● Excerpt to read:
= = = = = = =
For the methods to form said ink chamber main body 20, well-known
methods including die casting, etching, photo-resist casting and
laser processing can be used independently or in combination.
Moreover, the cross-section shape of said hollow regions is not
restricted to a rectangular shape but can be freely selected from
either a trapezoidal shape, triangular shape, circular shape or
elliptical shape.
Spacers 24 (only one side shown in FIG. 3) are arranged on both
sides of the lower portion of the above-mentioned ink chamber main
body 20. A substrate 25 comprised by for example alumina plate is
fixed to the above-mentioned ink chamber main body 20 by means of
these spacers 24.
On the surface opposite to the ink chamber main body 20 of said
substrate 25, a plurality of piezoelectric bodies 26 are arranged
each of whose position corresponds to each hollow region. The upper
portion of the piezoelectric bodies 26 are brought into contact
with the outer surface of the lower wall 22 of the above-mentioned
hollow regions. The upper portion of the piezoelectric bodies 26
can either be attached or not attached to the outer surface of the
lower wall 22. However, if attached to the outer surface, the
following action of the lower wall 22 to the vibrations of the
piezoelectric bodies 26 is made more reliable thereby improving the
high frequency response characteristics. While, a benefit of not
being attached to the outer surface is ease of positioning when
assembling the inkjet head 12.
Each of the above-mentioned piezoelectric bodies 26 has a
rectangular cross-section and as shown in FIG. 4, has a long
slender shaft-shaped body in the direction along the ink chamber
21. Discrete electrodes 27 are formed on the surface opposite to
said lower wall 22 and common electrodes 28 are formed on the
surface opposite to said substrate 25. These piezoelectric bodies
26 provide an electrode layer that functions as said electrodes 27,
28 on both sides of a plate comprised by, for example, a PZT
piezoelectric ceramic by forming either a deposition Au/Ni film or
a sputtering film of Au/(Ni, Cr) at an approximate thickness of 0.1
.mu.m to 10 .mu.m. Then, after the electrode layer is solidly
attached to the above-mentioned substrate 25, it is cut and divided
using, for example, a dicing saw.
Thereafter, in order to prevent lowering of the amount of
distortion of the piezoelectric member 26 that occurs when a
voltage is applied due to penetration of moisture in the
atmosphere, it is preferable to subject the piezoelectric member to
an overcoat process in which a polyimide resin, for example, is
applied to the entire surface of the piezoelectric member 26 using
a spin coat method, and baked for 1 hour at 180.degree. C. However,
this process can be omitted when a piezoelectric material with a
high humidity resistance is used in the piezoelectric member.
As shown in FIG. 4, to ensure the above-mentioned piezoelectric
member 26 freely deforms at the region opposite to the ink chamber
21, the piezoelectric member is solidly attached to the substrate
25 at rear end region S that is not opposite to the ink chamber 21.
= = = = = = =
● Recorded data:
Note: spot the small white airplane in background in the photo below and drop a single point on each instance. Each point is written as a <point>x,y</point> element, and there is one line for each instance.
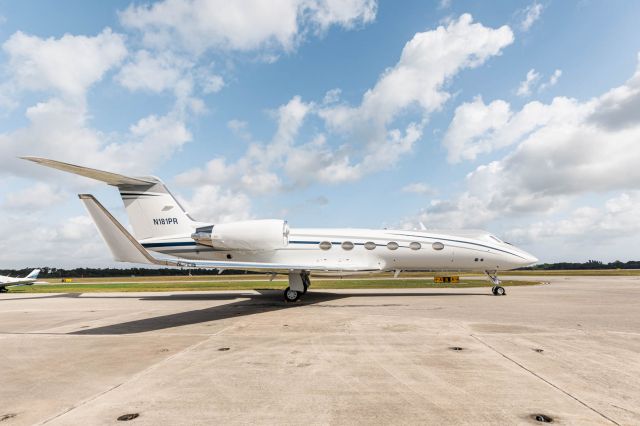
= = = = = = =
● Task goal: In one to three sentences, explain why the inkjet head excerpt calls the polyimide overcoat of the piezoelectric member preferable, and state when it says this step may be omitted.

● Task solution: The overcoat prevents moisture in the atmosphere from penetrating the piezoelectric member, which would lower the amount of distortion the member undergoes when a voltage is applied. The step may be omitted when the piezoelectric member uses a piezoelectric material with high humidity resistance.